— start of EXTRACTED MATERIAL —

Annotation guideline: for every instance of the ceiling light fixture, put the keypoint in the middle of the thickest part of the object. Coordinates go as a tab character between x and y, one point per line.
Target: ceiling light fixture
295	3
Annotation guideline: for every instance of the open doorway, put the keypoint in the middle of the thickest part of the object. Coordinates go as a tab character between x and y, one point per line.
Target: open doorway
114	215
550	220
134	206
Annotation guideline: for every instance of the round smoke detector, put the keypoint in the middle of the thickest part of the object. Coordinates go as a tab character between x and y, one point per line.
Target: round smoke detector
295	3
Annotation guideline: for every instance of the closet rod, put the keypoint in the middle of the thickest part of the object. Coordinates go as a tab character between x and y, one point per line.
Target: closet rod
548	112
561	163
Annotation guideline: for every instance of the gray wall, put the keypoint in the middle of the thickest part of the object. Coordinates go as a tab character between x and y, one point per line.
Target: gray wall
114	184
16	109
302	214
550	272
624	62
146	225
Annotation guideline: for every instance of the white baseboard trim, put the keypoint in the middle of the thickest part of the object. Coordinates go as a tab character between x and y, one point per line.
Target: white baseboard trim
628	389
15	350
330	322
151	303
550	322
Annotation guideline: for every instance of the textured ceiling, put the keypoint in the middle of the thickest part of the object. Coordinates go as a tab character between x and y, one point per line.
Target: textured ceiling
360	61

— end of EXTRACTED MATERIAL —

▸ **AIM OF THE TASK**
Rewrite the listing above, replacing every "thickest part" with "widest part" and leaving everything else unchanged.

▸ **REPLY TO THE TASK**
Annotation guideline: for every instance of the ceiling light fixture, put the keypoint in the middle of the widest part of the object. Coordinates go as a tab character between x and y, one point per line.
Target: ceiling light fixture
295	3
Annotation guideline: for every instance of the open doorway, put the keypoint in the middle of the widest part of the object. Coordinates go as a tab character between x and y, one point per line.
Target: open doorway
114	215
550	220
134	206
Annotation guideline: for every instance of the round smoke detector, put the keypoint in the middle of the widest part of the object. Coordinates go as a tab character between x and y, one point per line.
Target: round smoke detector
295	3
Annotation guideline: for every instance of the closet rod, put the keypoint in the middle of the widest part of the object. Coordinates go as a tab character between x and y, one point per line.
Target: closet rod
548	112
561	163
Annotation guideline: for every instance of the gray wall, put the keypoint in the middle of the widest part of the object. Coordinates go as a tab character between x and y, one point per line.
Target: gray wall
114	184
16	109
302	214
550	272
624	62
146	225
Annotation guideline: for every instance of the white baseboard trim, put the keypoint in the middle of the widest part of the object. Coordinates go as a tab character between x and y, one point per line.
Target: white baseboard trim
628	389
15	350
330	322
151	303
550	322
Annotation guideline: for every instance of the textured ceiling, put the keypoint in the middle of the widest part of the object. Coordinates go as a tab character between x and y, one point per line.
Target: textured ceiling
360	61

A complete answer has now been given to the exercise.